[PROBLEM REQUIREMENTS] Find every line in the entries below that contains the string "white" and copy each of those lines in full. Case counts, so match capital and lowercase letters precisely.

▬▬▬

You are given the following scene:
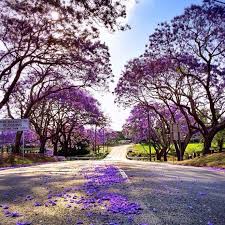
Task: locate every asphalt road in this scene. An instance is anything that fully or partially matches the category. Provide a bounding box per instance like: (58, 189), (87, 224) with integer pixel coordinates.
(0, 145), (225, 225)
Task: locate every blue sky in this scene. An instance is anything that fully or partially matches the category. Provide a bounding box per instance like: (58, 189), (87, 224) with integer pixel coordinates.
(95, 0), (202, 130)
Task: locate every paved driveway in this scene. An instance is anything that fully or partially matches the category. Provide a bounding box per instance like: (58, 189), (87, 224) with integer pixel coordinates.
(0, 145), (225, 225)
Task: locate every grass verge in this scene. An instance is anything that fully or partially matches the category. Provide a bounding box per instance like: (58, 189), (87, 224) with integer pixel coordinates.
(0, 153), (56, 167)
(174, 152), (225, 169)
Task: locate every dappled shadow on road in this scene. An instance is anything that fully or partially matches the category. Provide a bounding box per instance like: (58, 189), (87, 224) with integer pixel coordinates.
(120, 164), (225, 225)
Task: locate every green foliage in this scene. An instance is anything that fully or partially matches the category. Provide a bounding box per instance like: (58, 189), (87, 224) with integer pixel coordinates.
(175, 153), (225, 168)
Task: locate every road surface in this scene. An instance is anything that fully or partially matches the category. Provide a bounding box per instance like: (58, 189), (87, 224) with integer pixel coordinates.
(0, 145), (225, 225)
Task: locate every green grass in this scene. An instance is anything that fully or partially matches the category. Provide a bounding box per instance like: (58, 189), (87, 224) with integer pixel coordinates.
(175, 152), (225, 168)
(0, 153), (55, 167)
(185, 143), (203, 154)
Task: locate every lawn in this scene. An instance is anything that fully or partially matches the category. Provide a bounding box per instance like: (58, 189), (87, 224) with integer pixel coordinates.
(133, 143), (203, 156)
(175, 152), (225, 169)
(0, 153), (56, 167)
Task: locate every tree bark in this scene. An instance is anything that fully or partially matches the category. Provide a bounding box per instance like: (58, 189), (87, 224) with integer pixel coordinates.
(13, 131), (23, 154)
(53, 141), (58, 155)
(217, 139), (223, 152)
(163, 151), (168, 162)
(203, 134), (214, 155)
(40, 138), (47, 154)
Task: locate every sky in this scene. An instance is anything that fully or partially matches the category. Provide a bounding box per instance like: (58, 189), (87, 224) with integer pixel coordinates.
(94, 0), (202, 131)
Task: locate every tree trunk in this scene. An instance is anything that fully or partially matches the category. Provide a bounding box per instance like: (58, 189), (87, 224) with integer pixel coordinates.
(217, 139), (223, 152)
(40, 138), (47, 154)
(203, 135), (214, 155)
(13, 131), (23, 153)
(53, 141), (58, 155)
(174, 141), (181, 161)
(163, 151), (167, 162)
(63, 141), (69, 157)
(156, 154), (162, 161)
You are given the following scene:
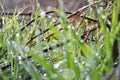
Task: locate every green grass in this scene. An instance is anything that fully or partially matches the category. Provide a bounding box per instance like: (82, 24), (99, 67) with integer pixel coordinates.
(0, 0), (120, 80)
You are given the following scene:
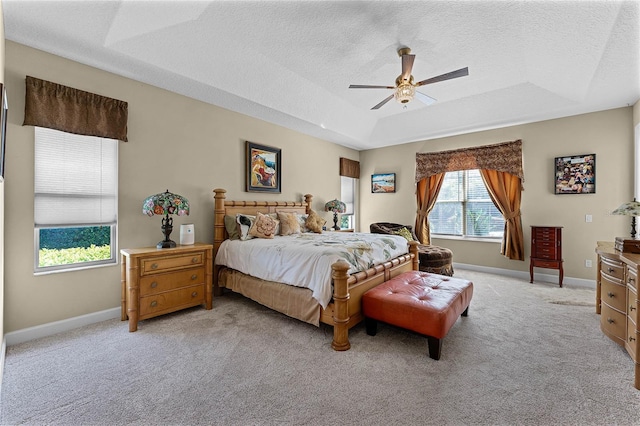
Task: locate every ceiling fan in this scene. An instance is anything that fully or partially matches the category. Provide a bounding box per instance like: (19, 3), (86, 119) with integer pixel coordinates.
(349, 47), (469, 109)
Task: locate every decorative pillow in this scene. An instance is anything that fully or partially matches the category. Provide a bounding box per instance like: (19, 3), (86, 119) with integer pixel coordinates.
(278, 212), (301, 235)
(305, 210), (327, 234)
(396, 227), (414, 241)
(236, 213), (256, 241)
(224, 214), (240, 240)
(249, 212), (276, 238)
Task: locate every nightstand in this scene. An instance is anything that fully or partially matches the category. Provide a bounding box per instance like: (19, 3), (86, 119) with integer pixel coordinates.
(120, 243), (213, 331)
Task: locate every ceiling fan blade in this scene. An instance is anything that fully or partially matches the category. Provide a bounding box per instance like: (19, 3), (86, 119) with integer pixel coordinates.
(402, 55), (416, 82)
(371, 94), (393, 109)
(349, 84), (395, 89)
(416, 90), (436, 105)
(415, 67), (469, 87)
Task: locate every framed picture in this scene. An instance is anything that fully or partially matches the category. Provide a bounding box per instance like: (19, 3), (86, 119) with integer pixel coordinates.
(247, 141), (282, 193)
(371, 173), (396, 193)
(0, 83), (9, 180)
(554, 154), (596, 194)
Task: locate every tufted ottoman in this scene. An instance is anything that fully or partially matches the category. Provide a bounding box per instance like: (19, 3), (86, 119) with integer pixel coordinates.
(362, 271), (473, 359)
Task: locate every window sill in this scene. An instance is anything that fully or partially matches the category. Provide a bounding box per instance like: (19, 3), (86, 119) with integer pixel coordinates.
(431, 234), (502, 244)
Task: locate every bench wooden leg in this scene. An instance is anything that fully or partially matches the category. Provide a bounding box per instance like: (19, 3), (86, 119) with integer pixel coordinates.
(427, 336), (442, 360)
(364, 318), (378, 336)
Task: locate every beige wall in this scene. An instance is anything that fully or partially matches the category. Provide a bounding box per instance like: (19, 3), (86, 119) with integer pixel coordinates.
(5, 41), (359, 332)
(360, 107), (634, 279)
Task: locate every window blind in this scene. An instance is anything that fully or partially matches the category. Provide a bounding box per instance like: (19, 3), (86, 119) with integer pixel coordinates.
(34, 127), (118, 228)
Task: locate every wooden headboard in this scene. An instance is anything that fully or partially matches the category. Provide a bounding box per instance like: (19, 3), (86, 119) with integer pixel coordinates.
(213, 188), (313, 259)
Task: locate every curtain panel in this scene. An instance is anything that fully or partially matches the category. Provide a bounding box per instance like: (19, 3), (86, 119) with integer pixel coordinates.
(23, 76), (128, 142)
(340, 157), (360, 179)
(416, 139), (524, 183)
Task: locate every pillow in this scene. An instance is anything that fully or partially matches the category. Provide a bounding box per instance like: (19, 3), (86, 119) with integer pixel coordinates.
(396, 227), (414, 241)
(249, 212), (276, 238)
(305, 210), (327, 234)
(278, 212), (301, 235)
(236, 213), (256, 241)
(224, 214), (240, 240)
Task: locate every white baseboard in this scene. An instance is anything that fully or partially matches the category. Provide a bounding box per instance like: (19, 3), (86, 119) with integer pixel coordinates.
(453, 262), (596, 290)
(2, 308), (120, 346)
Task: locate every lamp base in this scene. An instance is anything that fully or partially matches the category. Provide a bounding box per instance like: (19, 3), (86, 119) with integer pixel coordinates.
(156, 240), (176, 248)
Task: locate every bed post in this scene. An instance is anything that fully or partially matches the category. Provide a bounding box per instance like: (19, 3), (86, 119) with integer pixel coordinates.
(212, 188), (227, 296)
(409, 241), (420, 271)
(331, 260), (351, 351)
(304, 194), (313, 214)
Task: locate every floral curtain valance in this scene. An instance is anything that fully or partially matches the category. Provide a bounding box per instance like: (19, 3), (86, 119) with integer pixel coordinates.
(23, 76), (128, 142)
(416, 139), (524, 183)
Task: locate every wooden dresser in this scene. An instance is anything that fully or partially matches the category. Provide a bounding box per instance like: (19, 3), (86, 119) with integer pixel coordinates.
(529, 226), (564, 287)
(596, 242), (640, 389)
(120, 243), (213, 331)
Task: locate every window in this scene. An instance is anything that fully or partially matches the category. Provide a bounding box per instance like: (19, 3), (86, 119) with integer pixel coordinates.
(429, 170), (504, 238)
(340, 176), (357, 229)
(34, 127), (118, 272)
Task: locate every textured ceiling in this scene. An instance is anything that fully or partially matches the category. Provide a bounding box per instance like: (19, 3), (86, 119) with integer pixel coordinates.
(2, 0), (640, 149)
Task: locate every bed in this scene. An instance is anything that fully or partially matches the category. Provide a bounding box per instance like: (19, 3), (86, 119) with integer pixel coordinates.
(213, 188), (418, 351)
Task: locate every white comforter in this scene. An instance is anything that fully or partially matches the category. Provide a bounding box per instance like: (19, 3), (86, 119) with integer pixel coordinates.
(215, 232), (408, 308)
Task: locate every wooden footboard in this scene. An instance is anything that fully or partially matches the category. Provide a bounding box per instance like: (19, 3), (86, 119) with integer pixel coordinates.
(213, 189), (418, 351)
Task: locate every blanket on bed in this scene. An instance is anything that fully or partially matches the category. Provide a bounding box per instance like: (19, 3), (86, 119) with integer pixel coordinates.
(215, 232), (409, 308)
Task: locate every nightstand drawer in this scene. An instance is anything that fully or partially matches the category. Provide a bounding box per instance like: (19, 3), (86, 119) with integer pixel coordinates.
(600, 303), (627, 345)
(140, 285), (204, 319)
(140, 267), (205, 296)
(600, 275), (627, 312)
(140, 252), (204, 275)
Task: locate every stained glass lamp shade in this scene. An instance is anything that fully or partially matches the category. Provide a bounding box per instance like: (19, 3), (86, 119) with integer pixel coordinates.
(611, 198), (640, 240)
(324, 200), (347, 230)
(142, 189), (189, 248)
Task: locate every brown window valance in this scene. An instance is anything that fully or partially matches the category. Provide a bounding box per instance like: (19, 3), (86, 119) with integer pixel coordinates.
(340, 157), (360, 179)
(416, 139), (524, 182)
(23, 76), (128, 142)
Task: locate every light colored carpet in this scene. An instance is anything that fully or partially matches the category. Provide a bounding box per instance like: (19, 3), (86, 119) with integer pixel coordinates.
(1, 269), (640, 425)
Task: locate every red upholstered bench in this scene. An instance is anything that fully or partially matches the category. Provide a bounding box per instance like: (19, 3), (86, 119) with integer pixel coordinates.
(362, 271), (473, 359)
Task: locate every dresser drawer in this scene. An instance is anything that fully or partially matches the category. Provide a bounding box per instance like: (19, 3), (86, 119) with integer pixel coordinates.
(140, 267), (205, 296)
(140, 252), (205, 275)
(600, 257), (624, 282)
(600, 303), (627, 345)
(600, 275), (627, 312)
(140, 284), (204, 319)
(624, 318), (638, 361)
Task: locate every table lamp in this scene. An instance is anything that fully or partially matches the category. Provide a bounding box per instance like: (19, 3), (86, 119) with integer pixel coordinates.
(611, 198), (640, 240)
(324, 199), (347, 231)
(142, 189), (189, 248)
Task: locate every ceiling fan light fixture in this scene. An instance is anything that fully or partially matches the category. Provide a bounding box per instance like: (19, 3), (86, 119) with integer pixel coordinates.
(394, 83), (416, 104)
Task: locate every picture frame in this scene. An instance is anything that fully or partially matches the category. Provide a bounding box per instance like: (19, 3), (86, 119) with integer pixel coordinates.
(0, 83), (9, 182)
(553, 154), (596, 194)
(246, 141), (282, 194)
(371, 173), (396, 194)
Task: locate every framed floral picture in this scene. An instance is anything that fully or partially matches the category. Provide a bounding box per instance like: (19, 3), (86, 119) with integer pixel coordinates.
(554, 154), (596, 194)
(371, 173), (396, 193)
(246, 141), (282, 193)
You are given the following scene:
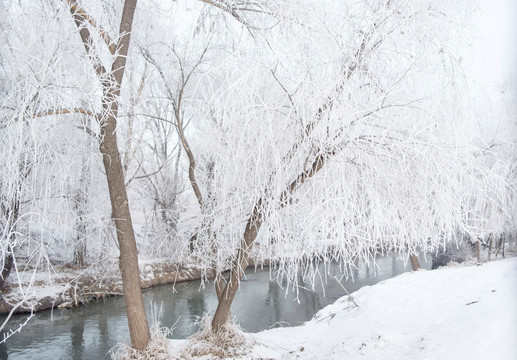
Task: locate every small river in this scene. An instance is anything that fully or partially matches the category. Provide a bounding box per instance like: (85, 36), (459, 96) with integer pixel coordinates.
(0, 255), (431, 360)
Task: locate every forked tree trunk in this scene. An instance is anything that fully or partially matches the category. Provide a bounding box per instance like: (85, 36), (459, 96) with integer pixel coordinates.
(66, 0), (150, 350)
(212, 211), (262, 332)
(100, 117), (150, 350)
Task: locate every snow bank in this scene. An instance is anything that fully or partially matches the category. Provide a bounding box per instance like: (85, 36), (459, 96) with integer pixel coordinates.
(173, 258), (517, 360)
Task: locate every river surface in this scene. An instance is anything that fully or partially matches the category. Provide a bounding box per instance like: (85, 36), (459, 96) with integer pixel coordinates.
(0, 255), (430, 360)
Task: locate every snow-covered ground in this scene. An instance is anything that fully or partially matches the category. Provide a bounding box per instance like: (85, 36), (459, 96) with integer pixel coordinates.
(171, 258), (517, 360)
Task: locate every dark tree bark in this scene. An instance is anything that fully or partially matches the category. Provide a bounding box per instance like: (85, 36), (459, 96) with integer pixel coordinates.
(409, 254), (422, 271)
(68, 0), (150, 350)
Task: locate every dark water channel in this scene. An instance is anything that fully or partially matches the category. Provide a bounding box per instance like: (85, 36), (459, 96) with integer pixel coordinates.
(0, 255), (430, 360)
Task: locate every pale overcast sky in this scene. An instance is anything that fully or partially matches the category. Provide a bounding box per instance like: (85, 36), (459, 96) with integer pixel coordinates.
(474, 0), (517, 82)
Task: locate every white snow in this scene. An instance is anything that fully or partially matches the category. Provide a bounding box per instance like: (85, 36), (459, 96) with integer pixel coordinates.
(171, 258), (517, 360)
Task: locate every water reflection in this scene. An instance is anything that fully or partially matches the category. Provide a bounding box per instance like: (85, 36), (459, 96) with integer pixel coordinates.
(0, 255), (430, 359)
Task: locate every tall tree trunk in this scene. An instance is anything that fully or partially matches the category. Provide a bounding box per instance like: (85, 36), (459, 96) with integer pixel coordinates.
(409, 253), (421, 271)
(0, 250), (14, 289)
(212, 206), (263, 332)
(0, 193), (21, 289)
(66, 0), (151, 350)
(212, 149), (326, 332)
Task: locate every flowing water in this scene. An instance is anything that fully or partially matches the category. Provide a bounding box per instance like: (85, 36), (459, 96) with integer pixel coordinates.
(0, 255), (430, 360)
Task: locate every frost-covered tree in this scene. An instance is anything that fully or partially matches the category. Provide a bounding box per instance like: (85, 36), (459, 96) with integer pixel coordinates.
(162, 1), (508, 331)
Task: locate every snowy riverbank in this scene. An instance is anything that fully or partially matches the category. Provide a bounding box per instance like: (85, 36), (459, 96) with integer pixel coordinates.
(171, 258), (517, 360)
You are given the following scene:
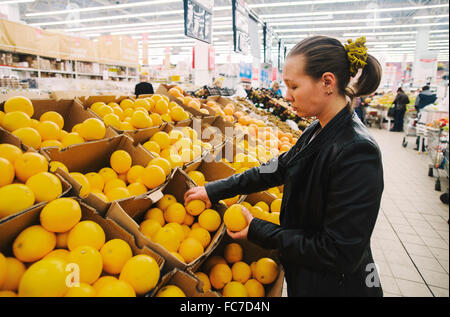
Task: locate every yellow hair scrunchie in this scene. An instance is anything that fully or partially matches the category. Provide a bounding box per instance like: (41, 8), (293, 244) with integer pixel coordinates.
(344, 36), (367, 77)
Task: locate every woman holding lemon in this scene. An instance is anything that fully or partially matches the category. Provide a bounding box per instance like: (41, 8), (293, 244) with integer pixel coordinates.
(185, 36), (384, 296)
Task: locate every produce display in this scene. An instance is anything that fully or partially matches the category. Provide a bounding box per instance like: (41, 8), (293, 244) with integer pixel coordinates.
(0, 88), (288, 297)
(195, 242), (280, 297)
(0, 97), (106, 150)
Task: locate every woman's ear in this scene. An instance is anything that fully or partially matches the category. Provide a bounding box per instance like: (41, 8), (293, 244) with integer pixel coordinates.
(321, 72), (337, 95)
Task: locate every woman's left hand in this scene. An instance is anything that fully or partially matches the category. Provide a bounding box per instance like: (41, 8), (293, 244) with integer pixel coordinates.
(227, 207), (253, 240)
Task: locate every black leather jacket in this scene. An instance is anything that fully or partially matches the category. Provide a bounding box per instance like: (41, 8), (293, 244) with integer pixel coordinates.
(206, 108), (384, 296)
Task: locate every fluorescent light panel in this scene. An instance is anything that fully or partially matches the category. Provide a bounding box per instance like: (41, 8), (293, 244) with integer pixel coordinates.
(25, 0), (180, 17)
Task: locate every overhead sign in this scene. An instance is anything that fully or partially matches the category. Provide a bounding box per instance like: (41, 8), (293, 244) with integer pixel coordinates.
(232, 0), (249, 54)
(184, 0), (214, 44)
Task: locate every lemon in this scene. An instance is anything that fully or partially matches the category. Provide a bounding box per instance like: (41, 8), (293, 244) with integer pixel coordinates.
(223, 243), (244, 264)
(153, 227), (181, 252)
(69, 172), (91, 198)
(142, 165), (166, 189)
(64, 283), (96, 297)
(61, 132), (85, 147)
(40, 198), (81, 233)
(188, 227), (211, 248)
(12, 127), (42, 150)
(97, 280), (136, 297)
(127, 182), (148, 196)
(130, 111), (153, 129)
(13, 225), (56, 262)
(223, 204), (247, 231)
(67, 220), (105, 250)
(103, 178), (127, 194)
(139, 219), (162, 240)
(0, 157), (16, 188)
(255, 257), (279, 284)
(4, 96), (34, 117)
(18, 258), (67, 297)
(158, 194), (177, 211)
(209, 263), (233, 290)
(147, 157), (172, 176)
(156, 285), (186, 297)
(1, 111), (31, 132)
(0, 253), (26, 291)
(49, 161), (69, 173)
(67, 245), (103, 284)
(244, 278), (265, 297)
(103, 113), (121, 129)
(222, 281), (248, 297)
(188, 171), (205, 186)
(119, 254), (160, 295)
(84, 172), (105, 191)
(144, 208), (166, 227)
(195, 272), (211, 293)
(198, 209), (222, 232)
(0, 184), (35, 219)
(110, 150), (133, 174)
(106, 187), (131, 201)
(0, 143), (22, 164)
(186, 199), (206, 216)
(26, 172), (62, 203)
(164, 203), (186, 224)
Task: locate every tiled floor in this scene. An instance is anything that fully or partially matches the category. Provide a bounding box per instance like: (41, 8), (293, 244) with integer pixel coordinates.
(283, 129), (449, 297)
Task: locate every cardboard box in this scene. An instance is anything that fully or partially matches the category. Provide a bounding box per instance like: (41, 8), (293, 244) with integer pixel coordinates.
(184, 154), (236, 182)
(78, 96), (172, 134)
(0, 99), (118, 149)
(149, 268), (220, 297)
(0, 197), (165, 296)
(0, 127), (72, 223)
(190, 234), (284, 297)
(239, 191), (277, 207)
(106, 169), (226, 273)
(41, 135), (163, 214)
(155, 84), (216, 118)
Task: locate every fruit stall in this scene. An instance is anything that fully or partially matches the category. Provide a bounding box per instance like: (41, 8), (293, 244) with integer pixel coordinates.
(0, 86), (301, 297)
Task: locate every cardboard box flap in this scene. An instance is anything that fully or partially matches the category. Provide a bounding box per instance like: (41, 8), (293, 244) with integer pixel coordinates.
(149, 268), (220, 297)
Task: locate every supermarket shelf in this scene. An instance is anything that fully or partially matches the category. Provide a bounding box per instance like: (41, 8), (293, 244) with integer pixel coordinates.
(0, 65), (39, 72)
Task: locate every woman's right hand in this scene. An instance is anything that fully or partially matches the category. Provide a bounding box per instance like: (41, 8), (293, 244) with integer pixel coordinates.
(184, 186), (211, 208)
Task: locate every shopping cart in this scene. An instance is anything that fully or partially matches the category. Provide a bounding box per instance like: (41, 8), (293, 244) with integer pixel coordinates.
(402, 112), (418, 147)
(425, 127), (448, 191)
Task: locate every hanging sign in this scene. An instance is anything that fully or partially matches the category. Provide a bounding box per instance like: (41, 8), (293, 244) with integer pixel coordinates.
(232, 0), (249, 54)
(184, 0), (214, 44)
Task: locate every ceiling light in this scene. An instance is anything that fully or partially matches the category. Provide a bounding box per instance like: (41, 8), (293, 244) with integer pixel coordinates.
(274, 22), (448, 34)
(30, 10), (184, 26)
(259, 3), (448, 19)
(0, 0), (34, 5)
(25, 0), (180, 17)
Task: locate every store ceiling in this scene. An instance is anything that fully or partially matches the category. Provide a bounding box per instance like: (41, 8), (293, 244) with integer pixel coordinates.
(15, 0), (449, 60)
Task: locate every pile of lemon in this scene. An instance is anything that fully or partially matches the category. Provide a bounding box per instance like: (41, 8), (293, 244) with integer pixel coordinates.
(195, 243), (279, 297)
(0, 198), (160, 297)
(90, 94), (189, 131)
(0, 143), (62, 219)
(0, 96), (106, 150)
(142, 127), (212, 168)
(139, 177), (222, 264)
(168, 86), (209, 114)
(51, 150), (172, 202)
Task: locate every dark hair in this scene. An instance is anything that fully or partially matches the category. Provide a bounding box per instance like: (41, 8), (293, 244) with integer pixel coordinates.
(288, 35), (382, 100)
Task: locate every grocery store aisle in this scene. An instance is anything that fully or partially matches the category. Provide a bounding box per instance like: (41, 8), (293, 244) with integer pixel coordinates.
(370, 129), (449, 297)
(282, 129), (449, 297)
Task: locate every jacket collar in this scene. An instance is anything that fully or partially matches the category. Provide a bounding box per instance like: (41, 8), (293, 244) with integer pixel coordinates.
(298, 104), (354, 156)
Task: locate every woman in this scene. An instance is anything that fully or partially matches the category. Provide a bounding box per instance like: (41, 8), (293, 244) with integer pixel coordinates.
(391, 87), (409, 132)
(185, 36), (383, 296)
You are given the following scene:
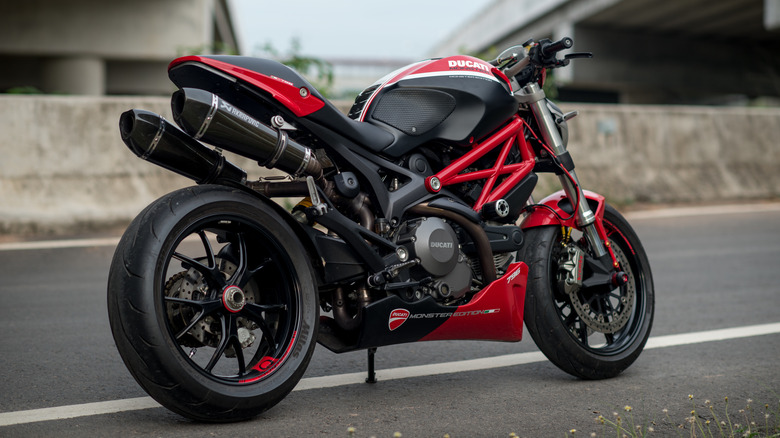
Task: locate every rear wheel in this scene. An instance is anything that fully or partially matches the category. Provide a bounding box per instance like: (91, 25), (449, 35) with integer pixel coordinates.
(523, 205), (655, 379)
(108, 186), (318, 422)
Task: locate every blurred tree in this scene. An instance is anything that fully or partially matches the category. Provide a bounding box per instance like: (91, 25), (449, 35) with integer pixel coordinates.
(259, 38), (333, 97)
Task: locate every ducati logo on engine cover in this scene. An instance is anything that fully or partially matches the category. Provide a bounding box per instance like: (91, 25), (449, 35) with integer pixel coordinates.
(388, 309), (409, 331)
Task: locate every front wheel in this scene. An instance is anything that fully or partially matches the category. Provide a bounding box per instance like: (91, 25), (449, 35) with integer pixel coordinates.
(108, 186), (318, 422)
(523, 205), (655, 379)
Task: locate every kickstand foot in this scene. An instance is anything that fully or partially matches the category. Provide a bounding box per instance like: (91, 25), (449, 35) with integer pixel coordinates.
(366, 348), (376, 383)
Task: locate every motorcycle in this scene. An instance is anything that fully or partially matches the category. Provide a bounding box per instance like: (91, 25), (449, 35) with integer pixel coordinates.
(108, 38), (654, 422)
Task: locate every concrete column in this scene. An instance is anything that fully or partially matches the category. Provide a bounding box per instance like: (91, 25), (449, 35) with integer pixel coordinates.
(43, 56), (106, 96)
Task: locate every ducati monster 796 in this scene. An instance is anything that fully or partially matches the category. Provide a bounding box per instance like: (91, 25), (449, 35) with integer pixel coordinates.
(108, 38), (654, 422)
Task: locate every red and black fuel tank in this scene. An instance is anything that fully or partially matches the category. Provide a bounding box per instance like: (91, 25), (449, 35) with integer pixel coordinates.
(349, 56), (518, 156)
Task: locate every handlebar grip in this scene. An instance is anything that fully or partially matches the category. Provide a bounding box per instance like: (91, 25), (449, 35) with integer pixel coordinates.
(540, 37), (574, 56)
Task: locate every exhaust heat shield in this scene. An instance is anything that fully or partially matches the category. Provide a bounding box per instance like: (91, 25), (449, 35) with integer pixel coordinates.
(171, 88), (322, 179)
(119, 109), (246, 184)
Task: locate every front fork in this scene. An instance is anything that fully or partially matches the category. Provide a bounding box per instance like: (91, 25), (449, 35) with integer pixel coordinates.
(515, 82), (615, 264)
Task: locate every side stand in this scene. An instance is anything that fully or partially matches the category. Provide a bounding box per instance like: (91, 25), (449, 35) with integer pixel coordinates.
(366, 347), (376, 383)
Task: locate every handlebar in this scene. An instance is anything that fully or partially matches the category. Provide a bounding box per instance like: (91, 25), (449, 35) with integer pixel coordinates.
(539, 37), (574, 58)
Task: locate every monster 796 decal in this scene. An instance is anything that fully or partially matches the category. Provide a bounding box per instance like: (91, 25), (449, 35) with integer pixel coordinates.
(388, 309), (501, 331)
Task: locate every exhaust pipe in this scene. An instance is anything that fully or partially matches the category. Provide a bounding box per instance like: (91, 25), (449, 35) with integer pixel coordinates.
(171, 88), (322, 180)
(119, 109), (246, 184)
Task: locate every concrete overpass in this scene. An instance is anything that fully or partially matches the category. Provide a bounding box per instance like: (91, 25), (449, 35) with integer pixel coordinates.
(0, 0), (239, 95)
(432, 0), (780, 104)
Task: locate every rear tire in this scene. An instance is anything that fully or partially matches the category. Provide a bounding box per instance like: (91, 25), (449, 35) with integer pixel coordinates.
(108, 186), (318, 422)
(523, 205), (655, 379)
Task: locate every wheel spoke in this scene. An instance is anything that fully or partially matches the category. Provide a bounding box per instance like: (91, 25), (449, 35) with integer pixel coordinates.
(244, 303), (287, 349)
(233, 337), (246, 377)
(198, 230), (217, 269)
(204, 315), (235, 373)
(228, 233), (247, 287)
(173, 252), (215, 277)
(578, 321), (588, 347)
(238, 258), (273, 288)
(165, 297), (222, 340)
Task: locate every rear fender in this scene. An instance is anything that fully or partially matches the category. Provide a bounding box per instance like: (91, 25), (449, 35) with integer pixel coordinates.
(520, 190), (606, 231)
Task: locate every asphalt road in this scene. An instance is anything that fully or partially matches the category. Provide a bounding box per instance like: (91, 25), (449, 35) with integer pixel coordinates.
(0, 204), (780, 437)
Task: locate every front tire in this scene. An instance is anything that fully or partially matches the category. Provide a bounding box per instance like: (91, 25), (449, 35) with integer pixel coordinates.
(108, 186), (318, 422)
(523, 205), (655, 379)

▬▬▬

[TASK SOLUTION]
Task: locate every white baseboard in this scene. An instance is anything that fully or partially matches the category. Provide a bounding box per instance like: (19, 3), (86, 119) with integer pixel coordinates.
Task: locate every white comforter in this scene. An instance is anything that fully or partially matches the category. Provide a bounding box per instance like: (19, 3), (86, 119) with integer pixel coordinates.
Task: locate every white snow in this scene. An instance is anything that fully or partially matches the category. Provide a bounding box per instance like: (85, 36), (459, 96) with integer pixel coordinates.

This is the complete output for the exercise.